EXTRACTED TEXT
┌────────

These included files handle the different OSTYPEs and differences in message formats between each (e.g. the output of the df command has different headings for some OSes).
My guess is Darwin is something like OS X, you’re right that there’s nothing for modern MacOS. Maybe Darwin would work.
Alternatively, if you can make the output resemble what you’d get from a Unix client then you could use OSTYPE = one of the unix types (possibly one of the BSDs, as MacOS has BSD origins).
I‘d be tempted to start with darwin, and look in xymond/client/darwin.c - note that xymond_client is probably expecting to see some sections that you may not be sending yet:
timestr = getdata("date"); uptimestr = getdata("uptime"); clockstr = getdata("clock"); msgcachestr = getdata("msgcache"); whostr = getdata("who"); psstr = getdata("ps"); topstr = getdata("top"); dfstr = getdata("df"); inodestr = getdata("inode"); meminfostr = getdata("meminfo"); msgsstr = getdata("msgs"); netstatstr = getdata("netstat"); ifstatstr = getdata("ifstat"); portsstr = getdata("ports");Cheers
Zak
*From:* Kris Springer <kspringer@innovateteam.com> <kspringer@innovateteam.com> *Sent:* Wednesday, July 10, 2024 5:37 AM *To:* Xymon mailinglist <xymon@xymon.com> <xymon@xymon.com>; Jeremy Laidman <jeremy@laidman.org> <jeremy@laidman.org> *Subject:* [External] [Xymon] Re: analysis tolerances not applying to scripted MacOS host
*CAUTION:* External email. Be cautious with links and attachments.
Understood, and thanks for the info. I thought it might be something like that. The problem is that there isn't a modern functioning MacOS xymon client that uses the xymond_client process. All the math is wrong in the 2015 version. The cpu, mem, and disk checks are all different in the modern MacOS versions than they were 10 years ago. For whatever reason Xymon has seemed to ignore that Mac's need monitored too. I've got a good script that produces good data, but it's not using any xymond_client process. I'd be happy to share my code with anyone who can assist with getting this working the 'correct' way. We could wrap it up into an App.dmg for easy install. Then we'll finally have a MacOS client available just like we already have the Windows PS client and the Linux clients.
Kris Springer
On July 9, 2024 10:01:28 PM Jeremy Laidman <jeremy@laidman.org> wrote:
The analysis.cfg thresholds are applied in central mode. If you are operating in local mode (which you appear to be, as you are sending status messages from the client) then the CPU thresholding needs to be done on the client.
In central mode, the xymond_client process parses client messages for relevant sections (eg [df] for disk data, [uptime] for CPU load averages) and performs thresholding checks against settings in analysis.cfg. It's my understanding that in local mode, the xymond_client process runs on the client side, so if you're implementing a full client that runs in local mode, you have to replicate the behaviour of xymond_client.

└────────

Reproduce the passage of the Xymon thread that begins with the words containing "These included files" and ends with "Darwin would work.". Rely only on the Xymon thread above.

DATA
┌────────

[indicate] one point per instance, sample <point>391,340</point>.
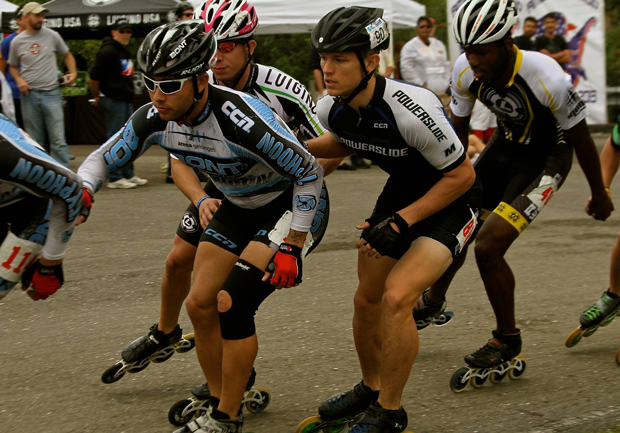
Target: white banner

└────────

RESPONSE
These included files handle the different OSTYPEs and differences in message formats between each (e.g. the output of the df command has different headings for some OSes).
My guess is Darwin is something like OS X, you’re right that there’s nothing for modern MacOS. Maybe Darwin would work.